Re: DRAT is now scanning Apache SVN code base!

Posted by "Mattmann, Chris A (3980)" <ch...@jpl.nasa.gov>.
Hey Tony,

Sorry we should have been more clear about that. We are using
svn-dump (we aren’t doing this in real-time). Karanjeet can
confirm, but from that dump file, I think we were able to
generate this interactive app using DRAT in about a week or
a little more. It’s worth noting that it’s *all* the revisions
in that dump that we are scanning so this captures the evolution
of the repo over time as well.

Thanks for the pointers to Git repos too. We’ll scan those
with DRAT and Wrangler next.

Also hat tip to the Solr community and so forth too - our DRAT
stats are powered by Apache Solr (and D3).

Cheers,
Chris

++++++++++++++++++++++++++++++++++++++++++++++++++++++++++++++++++
Chris Mattmann, Ph.D.
Chief Architect
Instrument Software and Science Data Systems Section (398)

Region labeling records
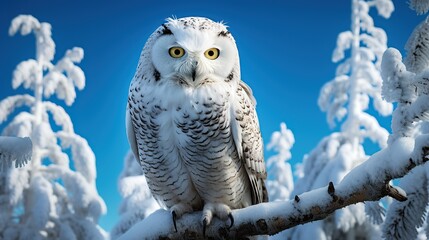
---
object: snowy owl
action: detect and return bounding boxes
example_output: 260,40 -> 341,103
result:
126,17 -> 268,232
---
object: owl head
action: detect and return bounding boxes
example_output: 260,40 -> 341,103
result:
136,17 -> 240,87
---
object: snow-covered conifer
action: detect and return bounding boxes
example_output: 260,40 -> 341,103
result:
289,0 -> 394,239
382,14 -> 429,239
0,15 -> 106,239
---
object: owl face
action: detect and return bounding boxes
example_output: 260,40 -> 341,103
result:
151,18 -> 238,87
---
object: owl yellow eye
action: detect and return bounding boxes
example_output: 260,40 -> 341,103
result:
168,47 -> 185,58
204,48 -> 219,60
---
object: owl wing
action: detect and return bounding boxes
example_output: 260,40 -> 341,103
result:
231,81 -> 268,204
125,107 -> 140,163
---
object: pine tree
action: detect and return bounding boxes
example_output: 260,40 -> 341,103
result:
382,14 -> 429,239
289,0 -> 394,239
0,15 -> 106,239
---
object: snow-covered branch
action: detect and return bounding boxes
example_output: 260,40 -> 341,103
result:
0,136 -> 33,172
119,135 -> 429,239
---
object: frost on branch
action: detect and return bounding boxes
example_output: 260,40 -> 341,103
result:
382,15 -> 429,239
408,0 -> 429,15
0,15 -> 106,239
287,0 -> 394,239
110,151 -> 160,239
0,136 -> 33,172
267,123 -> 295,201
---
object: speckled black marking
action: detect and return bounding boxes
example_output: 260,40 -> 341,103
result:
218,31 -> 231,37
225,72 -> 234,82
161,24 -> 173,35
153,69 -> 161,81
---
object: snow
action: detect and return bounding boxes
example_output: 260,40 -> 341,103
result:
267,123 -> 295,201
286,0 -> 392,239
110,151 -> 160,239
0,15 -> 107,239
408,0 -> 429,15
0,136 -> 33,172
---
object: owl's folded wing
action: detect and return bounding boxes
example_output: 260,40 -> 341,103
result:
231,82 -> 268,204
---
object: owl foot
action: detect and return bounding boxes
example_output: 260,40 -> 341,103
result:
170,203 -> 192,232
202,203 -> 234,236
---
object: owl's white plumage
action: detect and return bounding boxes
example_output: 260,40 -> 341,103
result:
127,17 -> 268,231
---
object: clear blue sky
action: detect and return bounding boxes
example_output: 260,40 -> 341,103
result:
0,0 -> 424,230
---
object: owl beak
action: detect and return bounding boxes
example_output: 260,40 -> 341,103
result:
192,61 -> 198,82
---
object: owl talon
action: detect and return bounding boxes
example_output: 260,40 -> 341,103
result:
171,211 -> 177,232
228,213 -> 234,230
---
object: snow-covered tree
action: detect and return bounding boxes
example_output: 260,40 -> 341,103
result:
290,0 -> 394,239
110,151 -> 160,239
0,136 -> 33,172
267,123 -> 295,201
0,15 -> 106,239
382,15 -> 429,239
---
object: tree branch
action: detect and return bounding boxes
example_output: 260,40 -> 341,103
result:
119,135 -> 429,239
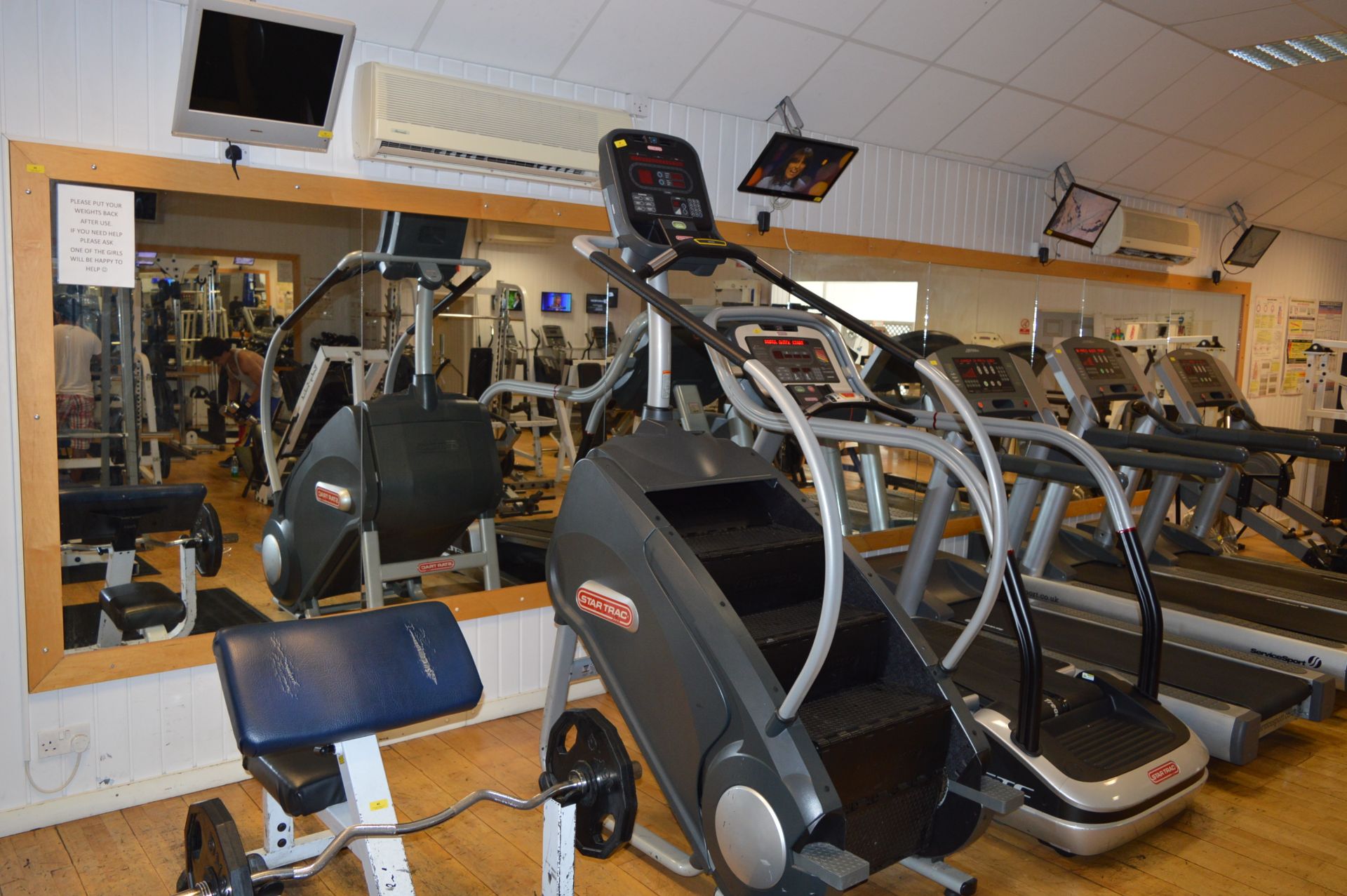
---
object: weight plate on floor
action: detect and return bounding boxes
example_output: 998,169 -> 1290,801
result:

▸ **SET OF TASKS**
(a) In the DRAT mailing-list post, what powers the DRAT stats?
(b) Carry on the DRAT mailing-list post from the point where it ends.

▸ **TASK RESPONSES**
(a) Apache Solr and D3.

(b)
NASA Jet Propulsion Laboratory Pasadena, CA 91109 USA
Office: 168-519, Mailstop: 168-527
Email: chris.a.mattmann@nasa.gov
WWW:  http://sunset.usc.edu/~mattmann/
++++++++++++++++++++++++++++++++++++++++++++++++++++++++++++++++++
Adjunct Associate Professor, Computer Science Department
University of Southern California, Los Angeles, CA 90089 USA
++++++++++++++++++++++++++++++++++++++++++++++++++++++++++++++++++





-----Original Message-----
From: Tony Stevenson <to...@pc-tony.com>
Reply-To: "dev@community.apache.org" <de...@community.apache.org>
Date: Wednesday, February 3, 2016 at 1:06 AM
To: "dev@community.apache.org" <de...@community.apache.org>, Karanjeet Singh
<ka...@usc.edu>
Cc: "pierre.smits@gmail.com" <pi...@gmail.com>, Infra
<in...@apache.org>
Subject: Re: DRAT is now scanning Apache SVN code base!

>cc += infra@
>
>Karanjeet,
>
>I am writing to you whilst wearing my Infrastructure hat.
>
>Please be careful if you are indeed recursing the entire ASF subversion
>repository (http://svn.apache.org) - as you will quite likely run into
>the aug-banning service.
>Have you seen https://svn-dump.apache.org ?  This is an entire dump of
>the SVN repo (at least the public one you are interested in. You can use
>this, and it is updated monthly. If you really need fully upto date data
>you can use the dump, and svnsync the remaining revisions.
>
>I guess this might be obvious, but I’ll mention it just in case.  A lot
>of projects are using git repositories too. Which are mirrored here:
>github.com/apache/
>
>
>
>--
>Cheers,
>Tony
>
>On behalf of the Apache Infrastructure Team
>
>-----------------------
>http://www.pc-tony.com
>GPG - 3072D/2543E323
>-----------------------
>
>> On 3 Feb 2016, at 08:58, Karanjeet Singh <ka...@usc.edu> wrote:
>> 
>> Thanks Pierre for your feedback.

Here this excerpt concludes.